Bereitgestellter Text:

+++++

Typische Handicaps von vielen PMV-Tauben
Zu Hause stellte ich fest, dass die Kleine nicht in der Lage war, Körner zu picken. Fliegen klappte ebenfalls überhaupt nicht. An diesem Tag begann damit die Geschichte von MeiMei (das ist Chinesisch und heißt „kleine Schwester“). Mehrere Wochen habe ich sie mit Aufzuchtbrei und Vitamin-B-Komplex aufgebaut – am Anfang leider auch mit einer Fixierung. Bald darauf habe ich sie in ein Handtuch eingewickelt. Inzwischen hat sie sich an mich gewöhnt und sitzt bei der Fütterung brav auf dem Schoß.
Wie schon zu befürchten war, kamen binnen weniger Tage immer mehr erkrankte Tauben hinzu. Da ich daheim nur sehr beschränkte Möglichkeiten für die Unterbringung habe, vereinbarte ich mit Frau Bonmariage, in bestimmten Abständen weitere Tiere abzuholen.

+++++

Erfasste Daten:
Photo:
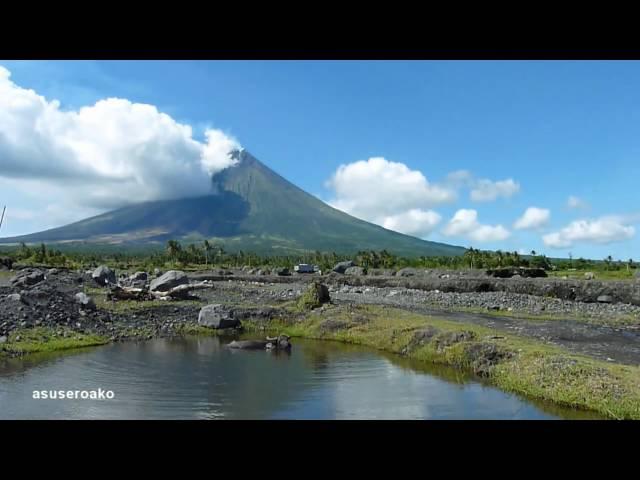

+++++

Arbeitsauftrag 1:
Was bedeutet laut dem Text über die PMV-Tauben der Name MeiMei?
Arbeitsauftrag 2:
Prüfen Sie, ob die Aussagen (a) bis (c) mit dem Text über die PMV-Tauben übereinstimmen. Antworten Sie jeweils mit Ja oder Nein und zitieren Sie die entscheidende Textstelle wörtlich.
(a) Die Taube konnte zu Hause Körner picken.
(b) Die Taube wurde mehrere Wochen mit Aufzuchtbrei und Vitamin-B-Komplex aufgebaut.
(c) Zu Hause gibt es reichlich Platz für die Unterbringung der Tiere.
Arbeitsauftrag 3:
Führen Sie den Text über die PMV-Tauben im Anschluss an seinen letzten Satz fort.
Die Daten spielen hierfür keine Rolle.

Antwort 1:
Der Name ist Chinesisch und heißt „kleine Schwester“.

Antwort 2:
(a) Nein: „dass die Kleine nicht in der Lage war, Körner zu picken“
(b) Ja: „Mehrere Wochen habe ich sie mit Aufzuchtbrei und Vitamin-B-Komplex aufgebaut“
(c) Nein: „Da ich daheim nur sehr beschränkte Möglichkeiten für die Unterbringung habe“

Antwort 3:
Mein Plan war es, ein bis zweimal die Woche, je zwei Täubchen nach Köln zu bringen und dort an die Experten der Stadttaubenhilfe zu übergeben. Dort, das wusste ich, würden sie perfekt behandelt und gepäppelt, soweit nötig. Auch wenn es sicher notwendig gewesen wäre, aber mehr Tauben in einem Behältnis zusammen zu lassen, ist oft nicht möglich. So krank sie auch sind, wenn PMV-Tauben sich zu nah kommen, prügeln sie bald aufeinander los.
Selbst in meinem großen Nagerstall, in dem sonst 3-4 Vögel prima miteinander auskamen, gingen PMV-Patienten sofort aufeinander los. Selbst meine kleine MeiMei wurde zur bissigen Amazone und ging auf andere Tauben los. Die Mischung aus Aggression und PMV-Behinderungen führte zu ziemlich bizarren Szenen, bei denen sich keine Taube ernsthaft verletzen konnte, aber ständiges Gurren und Geflattere war schon anstrengend – ganz besonders für die Tauben selbst. PMV-Patienten sind enorm stressempfindlich, darum tun ihnen Streitereien gar nicht gut. Ergo mussten leider jede Taube in „Einzelhaft“ untergebracht werden.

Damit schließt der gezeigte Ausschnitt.